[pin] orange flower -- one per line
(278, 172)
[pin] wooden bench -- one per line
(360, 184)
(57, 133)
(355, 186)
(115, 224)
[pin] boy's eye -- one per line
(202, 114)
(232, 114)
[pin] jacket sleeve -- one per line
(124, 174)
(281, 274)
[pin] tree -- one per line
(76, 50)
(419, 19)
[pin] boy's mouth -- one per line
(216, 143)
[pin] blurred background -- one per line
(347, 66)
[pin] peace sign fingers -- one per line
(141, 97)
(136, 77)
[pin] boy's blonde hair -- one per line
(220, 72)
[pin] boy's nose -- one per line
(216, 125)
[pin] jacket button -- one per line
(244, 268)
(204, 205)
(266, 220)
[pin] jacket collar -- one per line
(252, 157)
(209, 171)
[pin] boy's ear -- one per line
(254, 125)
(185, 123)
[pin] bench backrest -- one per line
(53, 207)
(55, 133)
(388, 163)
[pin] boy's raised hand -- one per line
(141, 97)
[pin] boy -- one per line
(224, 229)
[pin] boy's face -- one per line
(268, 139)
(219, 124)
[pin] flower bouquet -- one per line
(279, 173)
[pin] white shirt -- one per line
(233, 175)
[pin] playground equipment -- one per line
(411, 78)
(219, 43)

+ + + + + + +

__What you will do__: Set down every record above exactly as given.

__Output for this exercise__:
[pin] orange flower -- one per line
(278, 172)
[pin] wooden bench -- one per line
(360, 184)
(57, 133)
(355, 186)
(115, 224)
[pin] boy's eye -- one per line
(202, 114)
(232, 114)
[pin] jacket sleeve -- one per line
(124, 174)
(281, 274)
[pin] tree -- one per line
(76, 50)
(419, 19)
[pin] boy's mouth -- one per line
(216, 143)
[pin] blurred background -- one per line
(347, 66)
[pin] peace sign fingers -- one per line
(141, 97)
(136, 77)
[pin] boy's blonde hair -- one per line
(220, 72)
[pin] boy's nose -- one per line
(216, 125)
[pin] jacket button -- one per line
(244, 268)
(204, 205)
(266, 220)
[pin] jacket collar -- one per line
(252, 157)
(209, 171)
[pin] boy's ear -- one per line
(254, 125)
(185, 123)
[pin] bench backrest -- one per line
(53, 207)
(55, 133)
(388, 163)
[pin] boy's raised hand -- one per line
(141, 97)
[pin] boy -- one per line
(224, 229)
[pin] boy's face -- one per line
(268, 139)
(219, 124)
[pin] flower bouquet -- one per line
(279, 173)
[pin] white shirt -- one per line
(233, 175)
[pin] playground equipment -- one per line
(411, 78)
(219, 43)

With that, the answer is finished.